Extract provided:
*-*-*

This function screens contigs for regions that contain a
pre-defined set of “reference” genes (e.g., photosynthetic genes, viral genes)
arranged in a continuous block. Contigs are
first coarsely filtered by the minimum number of reference genes
they carry, then finely scanned for clusters that satisfy user-
defined density and contiguity criteria. Each detected cluster
is returned with a unique gene_cluster identifier.
gc_cal(
Data = bin_genes,
in_gene_list = photosynthesis_gene_list,
AllGeneNum = 30,
MinConSeq = 15
)A data frame identical in structure to Data but filtered to
contain only those rows that belong to valid clusters. An extra
column gene_cluster (format: genome_contig---N) is added
to uniquely label every cluster.
A data frame produced by orf_extract (i.e., a scaled
BLAST table). Must include the columns genome_contig,
gene, and orf_position.
A character vector of “reference” gene symbols (e.g.,
photosynthesis_gene_list) that are expected
to appear in the target cluster(s).
Integer. Maximum total ORF count (annotated plus hypothetical) that the algorithm is allowed to span when defining a cluster (default: 30).
Integer. Minimum number of reference genes that must be
present and consecutive within the candidate cluster
(default: 15). Must satisfy 1 <= MinConSeq <= AllGeneNum.
Coarse filter: Contigs with fewer than MinConSeq reference
genes are discarded.
Fine scan: For each remaining contig, the algorithm slides a
window that can encompass up to AllGeneNum consecutive ORFs
and retains windows that contain at least MinConSeq reference
genes in uninterrupted order.
Cluster labelling: Each valid cluster receives a unique ID
(genome_contig---1, genome_contig---2, …).

*-*-*

Requirement: Render the sentence "Each detected cluster is returned with a unique gene_cluster identifier." from the function documentation above in French.

Dataset excerpts:
*-*-*

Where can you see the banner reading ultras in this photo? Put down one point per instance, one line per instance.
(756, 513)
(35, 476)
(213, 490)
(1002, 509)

*-*-*

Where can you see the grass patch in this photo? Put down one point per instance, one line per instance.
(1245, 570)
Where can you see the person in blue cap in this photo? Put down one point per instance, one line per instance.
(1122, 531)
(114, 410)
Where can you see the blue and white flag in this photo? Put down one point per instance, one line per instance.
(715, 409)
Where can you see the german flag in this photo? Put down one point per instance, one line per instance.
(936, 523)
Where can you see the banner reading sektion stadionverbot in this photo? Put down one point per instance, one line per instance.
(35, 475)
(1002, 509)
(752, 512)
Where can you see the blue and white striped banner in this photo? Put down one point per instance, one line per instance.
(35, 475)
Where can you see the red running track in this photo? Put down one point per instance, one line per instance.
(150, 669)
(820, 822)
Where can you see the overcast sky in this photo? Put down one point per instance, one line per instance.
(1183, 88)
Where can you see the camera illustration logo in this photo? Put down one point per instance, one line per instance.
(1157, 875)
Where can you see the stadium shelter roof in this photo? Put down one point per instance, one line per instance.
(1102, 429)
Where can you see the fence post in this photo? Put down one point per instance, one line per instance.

*-*-*

Exercise answer: Chaque cluster détecté est renvoyé avec un identifiant gene_cluster unique.